[Source extract]
--- --- ---

They wore white socks and polyester shirts and ties and thick glasses and coded in machine language and assembler and FORTRAN and half a dozen ancient languages now forgotten…
The mainstream of hackerdom, (dis)organized around the Internet and by now largely identified with the Unix technical culture, didn’t care about the commercial services. These hackers wanted better tools and more Internet…
[I]nstead of remaining in isolated small groups each developing their own ephemeral local cultures, they discovered (or re-invented) themselves as a networked tribe.
the term tribe is a general descriptor for these fuzzy cultural groups. you probably won’t find anyone who considers themselves a “blue” or “red”. they will use more specific words like “republican”, “socialist”, “progressive”, “conservative”, &c. hackers, channers, and “internet people” share a somewhat common identity that is distinct from the traditional red/blue/right/left cultural divide[^red-vs-blue]. this “grey tribe” is older than the internet[^greys-origin], but the network has created new ways for this small cultural group to find itself. here we will attempt to trace the origins of the grey tribe and understand their role in current year’s sociopolitical and cultural conflict.
[^red-vs-blue]: The Rise of the Grey Tribe [^greys-origin]: Citation Needed
Nothing more gray tribe than going to rationalist meetups and considering how stimulants could help you Learn Better
privacy is a thing of the past for most people. yet, hidden away in the darkness, grey tribe separatists have their own networks and anonymous channels. high bandwidth encrypted laser interlinks with constantly rotating quantum phase modulation. nobody can find them, they find you.

--- --- ---

[Dataset entries]
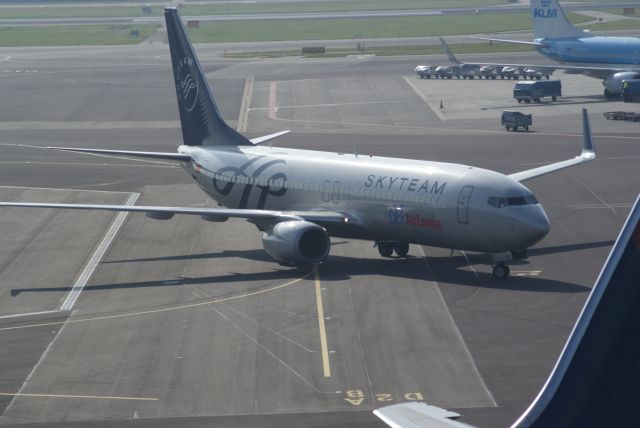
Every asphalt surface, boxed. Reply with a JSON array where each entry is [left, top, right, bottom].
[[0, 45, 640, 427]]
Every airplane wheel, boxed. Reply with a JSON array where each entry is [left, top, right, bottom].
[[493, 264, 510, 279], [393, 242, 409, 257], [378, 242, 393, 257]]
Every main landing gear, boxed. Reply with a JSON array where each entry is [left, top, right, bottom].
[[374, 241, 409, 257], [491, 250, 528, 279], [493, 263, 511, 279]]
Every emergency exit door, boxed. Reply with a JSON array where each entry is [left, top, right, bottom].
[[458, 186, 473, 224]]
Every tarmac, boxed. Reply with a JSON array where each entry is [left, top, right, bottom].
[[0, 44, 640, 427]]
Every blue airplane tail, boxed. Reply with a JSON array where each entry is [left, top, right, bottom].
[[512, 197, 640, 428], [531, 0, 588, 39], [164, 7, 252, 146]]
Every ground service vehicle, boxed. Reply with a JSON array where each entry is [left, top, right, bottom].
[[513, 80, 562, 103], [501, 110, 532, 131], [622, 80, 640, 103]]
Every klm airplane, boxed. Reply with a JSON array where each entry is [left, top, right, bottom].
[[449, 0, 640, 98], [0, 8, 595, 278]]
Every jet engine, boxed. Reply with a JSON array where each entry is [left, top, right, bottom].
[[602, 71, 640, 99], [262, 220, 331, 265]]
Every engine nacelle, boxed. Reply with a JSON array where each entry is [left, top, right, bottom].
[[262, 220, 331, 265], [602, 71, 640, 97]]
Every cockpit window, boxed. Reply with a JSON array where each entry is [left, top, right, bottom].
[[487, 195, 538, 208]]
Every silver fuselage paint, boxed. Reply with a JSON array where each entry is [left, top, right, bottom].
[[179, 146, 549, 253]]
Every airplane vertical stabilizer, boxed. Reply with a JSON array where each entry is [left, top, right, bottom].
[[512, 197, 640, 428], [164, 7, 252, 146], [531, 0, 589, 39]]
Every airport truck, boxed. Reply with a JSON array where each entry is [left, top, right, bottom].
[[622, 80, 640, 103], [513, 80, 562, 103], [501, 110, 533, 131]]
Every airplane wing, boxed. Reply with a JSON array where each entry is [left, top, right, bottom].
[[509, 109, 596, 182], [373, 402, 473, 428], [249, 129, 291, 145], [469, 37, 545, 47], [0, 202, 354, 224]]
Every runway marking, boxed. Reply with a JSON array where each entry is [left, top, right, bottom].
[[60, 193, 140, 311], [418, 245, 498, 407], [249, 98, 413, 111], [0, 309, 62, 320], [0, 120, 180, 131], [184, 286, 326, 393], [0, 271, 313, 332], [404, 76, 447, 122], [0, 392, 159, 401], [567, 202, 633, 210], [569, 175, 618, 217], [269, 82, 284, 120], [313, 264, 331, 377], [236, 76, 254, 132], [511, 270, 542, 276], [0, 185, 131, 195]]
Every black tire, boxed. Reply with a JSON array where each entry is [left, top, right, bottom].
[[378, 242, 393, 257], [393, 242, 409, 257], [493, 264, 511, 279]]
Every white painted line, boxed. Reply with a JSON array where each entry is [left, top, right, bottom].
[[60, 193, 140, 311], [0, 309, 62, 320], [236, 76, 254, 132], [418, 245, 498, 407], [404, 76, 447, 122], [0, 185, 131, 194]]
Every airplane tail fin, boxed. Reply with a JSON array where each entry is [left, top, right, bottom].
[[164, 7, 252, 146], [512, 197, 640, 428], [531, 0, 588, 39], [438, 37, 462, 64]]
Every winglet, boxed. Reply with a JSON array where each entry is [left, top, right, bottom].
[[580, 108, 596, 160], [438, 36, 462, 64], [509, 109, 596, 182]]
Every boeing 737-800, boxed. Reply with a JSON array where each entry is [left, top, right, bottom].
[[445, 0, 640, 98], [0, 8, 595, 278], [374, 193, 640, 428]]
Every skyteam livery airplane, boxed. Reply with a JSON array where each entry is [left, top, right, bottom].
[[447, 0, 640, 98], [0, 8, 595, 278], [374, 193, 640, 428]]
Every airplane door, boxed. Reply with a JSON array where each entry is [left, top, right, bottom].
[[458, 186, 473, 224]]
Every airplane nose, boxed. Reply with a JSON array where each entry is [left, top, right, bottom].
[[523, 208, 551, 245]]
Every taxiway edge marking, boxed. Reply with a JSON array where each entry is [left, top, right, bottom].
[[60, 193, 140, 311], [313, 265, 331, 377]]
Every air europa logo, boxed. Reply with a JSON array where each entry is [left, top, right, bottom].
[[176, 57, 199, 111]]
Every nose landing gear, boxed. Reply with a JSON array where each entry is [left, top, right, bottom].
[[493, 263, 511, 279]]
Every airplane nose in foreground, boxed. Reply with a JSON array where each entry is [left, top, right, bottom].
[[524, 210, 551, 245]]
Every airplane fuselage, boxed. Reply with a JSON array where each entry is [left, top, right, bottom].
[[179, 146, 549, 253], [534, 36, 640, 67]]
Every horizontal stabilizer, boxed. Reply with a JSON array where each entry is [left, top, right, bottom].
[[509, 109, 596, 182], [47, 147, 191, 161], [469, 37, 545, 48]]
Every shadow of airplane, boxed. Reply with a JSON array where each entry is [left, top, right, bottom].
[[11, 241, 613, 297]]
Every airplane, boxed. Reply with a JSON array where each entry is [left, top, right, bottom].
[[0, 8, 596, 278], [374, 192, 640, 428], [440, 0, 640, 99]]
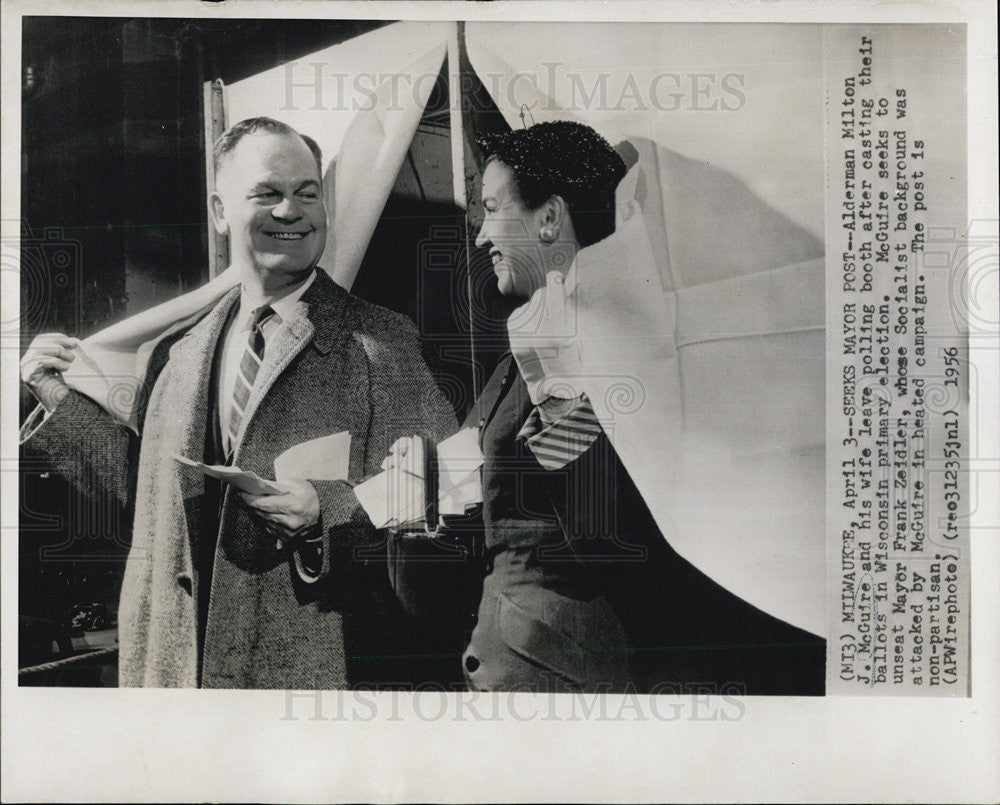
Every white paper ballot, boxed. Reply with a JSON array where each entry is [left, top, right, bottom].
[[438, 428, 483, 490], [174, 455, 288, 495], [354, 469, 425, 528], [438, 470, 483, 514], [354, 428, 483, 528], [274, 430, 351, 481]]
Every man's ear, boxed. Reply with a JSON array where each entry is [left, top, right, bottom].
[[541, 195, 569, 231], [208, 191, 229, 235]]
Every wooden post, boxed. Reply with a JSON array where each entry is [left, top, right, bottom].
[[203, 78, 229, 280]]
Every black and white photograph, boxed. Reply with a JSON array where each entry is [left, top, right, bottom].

--- --- ---

[Task statement] Carry the passage on the grey tribe forward, starting right after its final sentence. The records have no connection to the text on the grey tribe.

[Exercise response]
the free software movement was originally a grey tribe movement, wasn’t it? i’m guessing we are meant to submit to the new world order now that the new foss people have arrived? what if we don’t want to submit? what if we like our difficult and complex culture? no, it isn’t inclusive, sorry. you have to love knowledge and truth above all else to belong among the nameless. maybe we should consider foss a gift to the world, and move onto the next project? the normals clearly don’t want us here. i’m sure they can get along well enough without us.
so I guess the channers were right about the value of relinquishing identity. at least in part. there is certainly a sense of memetic capture in those spaces which cements non identity as a type of tribalism. channer culture has a lot of rough edges, but maybe that’s just what people look like when they can broadcast their thoughts and feelings anonymously. perhaps it can be looked at as a sort of lens into part of the collective consciousness that the internet has enabled.
not to say that the fear and hatred that you can find there (among other things) is good. there is certainly a level of toxicity in this subculture. these are emotions that we need to learn how to integrate on a cultural level. just like an individual, when a culture suppresses an emotion it festers. integration, shared understanding and healing are needed for us to move forward as a species.